What you have to do: Return the records in full, exactly as given.

Excerpted records:
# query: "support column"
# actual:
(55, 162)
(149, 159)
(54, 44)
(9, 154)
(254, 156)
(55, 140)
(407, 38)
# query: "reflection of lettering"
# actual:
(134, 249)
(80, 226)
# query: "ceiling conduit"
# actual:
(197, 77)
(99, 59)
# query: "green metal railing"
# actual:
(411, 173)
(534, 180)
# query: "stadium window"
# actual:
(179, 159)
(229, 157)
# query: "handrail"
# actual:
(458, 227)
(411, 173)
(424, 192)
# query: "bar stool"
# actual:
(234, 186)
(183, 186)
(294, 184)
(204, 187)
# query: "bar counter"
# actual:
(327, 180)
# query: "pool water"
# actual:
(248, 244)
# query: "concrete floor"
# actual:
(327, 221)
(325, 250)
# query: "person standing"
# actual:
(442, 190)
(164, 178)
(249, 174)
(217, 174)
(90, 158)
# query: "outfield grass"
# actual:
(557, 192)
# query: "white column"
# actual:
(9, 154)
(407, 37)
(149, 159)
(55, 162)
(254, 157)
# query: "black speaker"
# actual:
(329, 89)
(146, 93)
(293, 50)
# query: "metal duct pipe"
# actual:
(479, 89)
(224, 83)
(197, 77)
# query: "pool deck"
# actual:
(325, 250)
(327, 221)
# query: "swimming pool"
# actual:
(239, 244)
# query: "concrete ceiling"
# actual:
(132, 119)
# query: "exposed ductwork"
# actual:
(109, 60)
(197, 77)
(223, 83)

Answer to this exercise:
# query: "support column"
# actual:
(55, 162)
(149, 159)
(54, 44)
(9, 154)
(254, 156)
(55, 140)
(407, 38)
# query: "reflection of lettering"
# actual:
(134, 249)
(80, 226)
# query: "ceiling conduit"
# actual:
(197, 77)
(99, 59)
# query: "green metal railing"
# actual:
(411, 173)
(534, 180)
# query: "stadium window"
# actual:
(179, 159)
(229, 157)
# query: "handrail"
# actual:
(458, 227)
(411, 173)
(424, 192)
# query: "bar stool"
# actual:
(234, 186)
(183, 186)
(294, 184)
(204, 187)
# query: "bar counter"
# actual:
(327, 180)
# query: "pool water"
# actual:
(248, 244)
# query: "concrete floor"
# actual:
(327, 221)
(325, 250)
# query: "person standing"
# actual:
(442, 190)
(164, 178)
(249, 174)
(217, 174)
(90, 158)
# query: "outfield grass"
# actual:
(557, 192)
# query: "white column"
# actual:
(9, 154)
(407, 37)
(149, 159)
(55, 162)
(254, 157)
# query: "black speaker"
# actual:
(329, 89)
(146, 93)
(293, 50)
# query: "metal duct pipe"
# actual:
(479, 89)
(224, 83)
(197, 77)
# query: "pool deck"
# actual:
(325, 250)
(327, 221)
# query: "swimming pool"
# actual:
(239, 244)
# query: "concrete ceiling"
# actual:
(132, 119)
# query: "exposed ductwork"
# actual:
(109, 60)
(197, 77)
(223, 83)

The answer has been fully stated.